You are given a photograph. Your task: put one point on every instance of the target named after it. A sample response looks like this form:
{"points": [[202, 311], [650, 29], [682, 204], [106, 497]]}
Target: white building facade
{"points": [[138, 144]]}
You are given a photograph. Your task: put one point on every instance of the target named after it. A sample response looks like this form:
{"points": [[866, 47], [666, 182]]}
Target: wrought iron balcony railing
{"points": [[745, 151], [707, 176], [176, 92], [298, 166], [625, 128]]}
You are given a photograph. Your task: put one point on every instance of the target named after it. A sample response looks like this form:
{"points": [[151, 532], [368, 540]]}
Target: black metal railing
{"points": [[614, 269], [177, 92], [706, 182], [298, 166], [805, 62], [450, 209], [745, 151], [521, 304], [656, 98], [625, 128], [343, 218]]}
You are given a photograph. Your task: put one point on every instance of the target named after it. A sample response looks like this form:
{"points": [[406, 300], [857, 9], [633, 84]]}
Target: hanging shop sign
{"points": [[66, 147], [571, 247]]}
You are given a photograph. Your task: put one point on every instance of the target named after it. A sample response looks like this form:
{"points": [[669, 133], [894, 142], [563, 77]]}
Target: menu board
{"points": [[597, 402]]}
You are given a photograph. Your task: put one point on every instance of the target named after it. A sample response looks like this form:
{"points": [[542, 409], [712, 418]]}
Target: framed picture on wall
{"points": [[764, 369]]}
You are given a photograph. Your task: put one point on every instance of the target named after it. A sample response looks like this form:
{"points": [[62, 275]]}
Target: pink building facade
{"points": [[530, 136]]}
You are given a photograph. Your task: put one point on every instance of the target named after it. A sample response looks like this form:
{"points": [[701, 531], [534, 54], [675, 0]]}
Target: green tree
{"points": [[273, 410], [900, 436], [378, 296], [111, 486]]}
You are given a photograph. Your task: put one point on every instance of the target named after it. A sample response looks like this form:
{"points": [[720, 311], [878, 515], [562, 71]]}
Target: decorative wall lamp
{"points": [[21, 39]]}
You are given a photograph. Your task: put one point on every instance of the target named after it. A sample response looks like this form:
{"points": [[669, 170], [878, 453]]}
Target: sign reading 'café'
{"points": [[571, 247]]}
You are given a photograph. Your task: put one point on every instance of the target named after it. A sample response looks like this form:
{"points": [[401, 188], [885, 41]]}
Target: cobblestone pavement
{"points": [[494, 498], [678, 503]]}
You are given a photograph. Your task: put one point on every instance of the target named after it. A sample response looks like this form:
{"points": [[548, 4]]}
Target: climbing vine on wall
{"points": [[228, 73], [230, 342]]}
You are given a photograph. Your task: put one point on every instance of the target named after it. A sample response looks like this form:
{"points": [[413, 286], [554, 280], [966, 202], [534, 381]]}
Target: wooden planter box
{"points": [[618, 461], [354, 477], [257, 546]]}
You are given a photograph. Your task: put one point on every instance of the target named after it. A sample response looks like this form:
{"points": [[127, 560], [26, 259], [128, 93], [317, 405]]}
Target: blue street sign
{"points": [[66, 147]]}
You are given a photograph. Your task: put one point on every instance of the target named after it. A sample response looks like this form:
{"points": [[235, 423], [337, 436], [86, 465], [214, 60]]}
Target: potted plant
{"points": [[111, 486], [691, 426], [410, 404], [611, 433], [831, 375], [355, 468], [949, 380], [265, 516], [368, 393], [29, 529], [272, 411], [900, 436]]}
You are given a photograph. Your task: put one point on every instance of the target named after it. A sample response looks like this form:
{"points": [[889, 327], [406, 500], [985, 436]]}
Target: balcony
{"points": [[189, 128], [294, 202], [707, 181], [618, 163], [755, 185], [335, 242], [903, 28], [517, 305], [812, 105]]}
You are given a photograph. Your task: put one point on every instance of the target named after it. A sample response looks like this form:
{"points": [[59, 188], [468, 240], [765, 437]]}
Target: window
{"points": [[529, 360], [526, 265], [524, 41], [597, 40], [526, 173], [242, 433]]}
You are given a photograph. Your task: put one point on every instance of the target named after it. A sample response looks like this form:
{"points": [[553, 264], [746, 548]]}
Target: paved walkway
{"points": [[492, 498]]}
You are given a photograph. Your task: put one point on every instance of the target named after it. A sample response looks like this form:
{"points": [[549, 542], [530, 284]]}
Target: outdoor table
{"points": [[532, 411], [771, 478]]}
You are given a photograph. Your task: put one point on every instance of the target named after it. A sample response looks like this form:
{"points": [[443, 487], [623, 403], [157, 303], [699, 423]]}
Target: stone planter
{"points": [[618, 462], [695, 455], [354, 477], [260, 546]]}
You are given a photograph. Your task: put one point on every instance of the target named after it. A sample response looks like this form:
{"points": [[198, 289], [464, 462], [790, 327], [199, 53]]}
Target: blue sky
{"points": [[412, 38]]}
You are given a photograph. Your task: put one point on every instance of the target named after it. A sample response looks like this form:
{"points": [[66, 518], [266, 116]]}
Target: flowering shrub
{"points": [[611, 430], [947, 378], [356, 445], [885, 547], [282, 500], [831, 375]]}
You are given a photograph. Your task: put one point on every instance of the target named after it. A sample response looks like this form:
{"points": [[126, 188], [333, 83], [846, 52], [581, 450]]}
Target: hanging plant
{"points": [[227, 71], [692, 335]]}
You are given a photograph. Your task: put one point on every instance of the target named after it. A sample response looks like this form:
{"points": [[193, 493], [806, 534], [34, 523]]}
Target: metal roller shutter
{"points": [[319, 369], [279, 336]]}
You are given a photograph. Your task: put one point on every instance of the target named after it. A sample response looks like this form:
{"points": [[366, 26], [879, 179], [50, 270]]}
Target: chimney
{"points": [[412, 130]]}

===============

▸ PROBLEM TO WORK ON
Every record above must be set down again, word for word.

▸ SOLUTION TO THIS EXERCISE
You are given a photograph. Your task: put one point on every instance of the target named after it. A sample response looks like this form:
{"points": [[202, 311], [650, 29], [682, 204], [106, 497]]}
Target: white building facade
{"points": [[138, 144]]}
You are given a photograph. Your task: put one point on every instance of the target named after it. A sample response looks like this form:
{"points": [[866, 47], [666, 182]]}
Target: wrought iron balcony railing
{"points": [[745, 151], [707, 176], [176, 92], [298, 166], [625, 128]]}
You are given a photograph. Your task: put one point on every instance of the target named after it. A sample response looks like this form:
{"points": [[151, 532], [368, 540]]}
Target: black metal railing
{"points": [[614, 269], [177, 92], [706, 182], [298, 166], [805, 62], [450, 209], [745, 151], [521, 304], [656, 98], [625, 128], [343, 218]]}
You are given a photograph. Your task: put one point on every instance of the target named after it. A sample response looks like this form:
{"points": [[406, 300], [857, 9], [633, 84]]}
Target: hanging shop sign
{"points": [[66, 147], [571, 247]]}
You are given a photograph. Your task: put one point on every instance of the target named after it. A sample response looks like this form:
{"points": [[669, 133], [894, 142], [563, 77]]}
Target: menu board
{"points": [[597, 402]]}
You are given a photograph. Your task: put one point on every instance of the target named after it. A sample response looks like this form:
{"points": [[542, 409], [712, 418]]}
Target: framed picture on wall
{"points": [[764, 369]]}
You are given a photograph. Your task: put one point on every instance of the target named after it. A sample response looks like this form:
{"points": [[62, 275]]}
Target: pink building facade
{"points": [[530, 136]]}
You are given a photograph. Your task: put one point on every instance of the target named after it. A sample response looks like this form:
{"points": [[701, 531], [534, 54], [675, 0]]}
Target: green tree
{"points": [[273, 410], [900, 436], [378, 296], [111, 486]]}
You are given a photograph. Your task: put one point on every instance of the target named after it. A sample response looks like this form:
{"points": [[720, 311], [878, 515], [562, 71]]}
Target: decorative wall lamp
{"points": [[21, 39]]}
You are given a photograph. Your task: put one point on every instance of the target named after it. A sample response looks like this form:
{"points": [[669, 170], [878, 453]]}
Target: sign reading 'café'
{"points": [[571, 247]]}
You are given a photograph. Your task: put one point on every instance of the target named after it. A sample response looks like this form:
{"points": [[401, 188], [885, 41]]}
Target: cobblestone pavement
{"points": [[494, 498], [678, 503]]}
You are given a photograph. Your task: put one point on every instance of the target named after it. A sample response looks like this form:
{"points": [[548, 4]]}
Target: climbing vine on wall
{"points": [[228, 73], [230, 342]]}
You are given a photograph. Your task: put one point on every instance of the target named after it. A sample response looks like this form:
{"points": [[413, 286], [554, 280], [966, 202], [534, 381]]}
Target: wooden planter box
{"points": [[618, 461], [354, 477], [257, 546]]}
You are given a photograph. Your task: put one point on every instance of the target named after it. A sample response looks like this form:
{"points": [[127, 560], [26, 259], [128, 93], [317, 405]]}
Target: blue street sign
{"points": [[66, 147]]}
You are given a photograph. Your task: put one point on every instance of the target named after it. A sample response looks like this form:
{"points": [[235, 423], [337, 436], [86, 465], [214, 60]]}
Target: potted plant
{"points": [[111, 486], [691, 426], [410, 404], [611, 433], [831, 375], [355, 468], [949, 380], [265, 516], [368, 393], [29, 529], [272, 411], [900, 436]]}
You are given a photograph. Your task: put one point on every instance of the target named after it. A sample response looks like this form:
{"points": [[889, 327], [406, 500], [985, 436]]}
Target: balcony
{"points": [[189, 128], [294, 202], [707, 181], [618, 163], [755, 185], [335, 242], [903, 28], [517, 305], [812, 105]]}
You are given a photograph. Your task: put one point on every instance of the target named after it. A sample response looks like this form:
{"points": [[59, 188], [468, 240], [765, 437]]}
Target: window
{"points": [[529, 360], [526, 265], [524, 41], [597, 40], [526, 173], [242, 433]]}
You are given a photograph. Your task: put one point on every instance of the target named after it. A sample response looks like this form:
{"points": [[553, 264], [746, 548]]}
Target: paved walkway
{"points": [[492, 498]]}
You are given a photograph. Your task: put one point on every instance of the target named after it. A sample response looks like this form:
{"points": [[549, 542], [530, 284]]}
Target: outdoor table
{"points": [[532, 411], [771, 478]]}
You are given a photograph. Your task: put one point on every instance of the target named after it. A sample response looks like this form:
{"points": [[443, 487], [623, 403], [157, 303], [699, 423]]}
Target: stone planter
{"points": [[618, 462], [695, 455], [354, 477], [260, 546]]}
You are given a photograph. Your task: put one point on every instance of the target named after it. A sample response looks like this form:
{"points": [[198, 289], [464, 462], [790, 327], [199, 53]]}
Target: blue sky
{"points": [[412, 38]]}
You are given a photograph. Your task: put one point on every instance of the target named after it. A sample response looks like this form:
{"points": [[66, 518], [266, 116]]}
Target: flowering shrub
{"points": [[611, 430], [947, 378], [356, 445], [885, 547], [282, 500], [831, 375]]}
You are given a photograph. Your task: put one point on every instance of the target named after it. A sample response looks like this form:
{"points": [[126, 188], [333, 83], [846, 52], [581, 450]]}
Target: hanging plant
{"points": [[227, 71], [692, 335]]}
You are given a photograph. Your task: put one point on every instance of the target named after it. A sample response looks like this form:
{"points": [[193, 493], [806, 534], [34, 523]]}
Target: metal roller shutter
{"points": [[319, 369], [279, 336]]}
You are given a photograph. Your task: put one point on every instance of the target named after it. A sample response looks like this form:
{"points": [[366, 26], [879, 179], [50, 270]]}
Target: chimney
{"points": [[412, 130]]}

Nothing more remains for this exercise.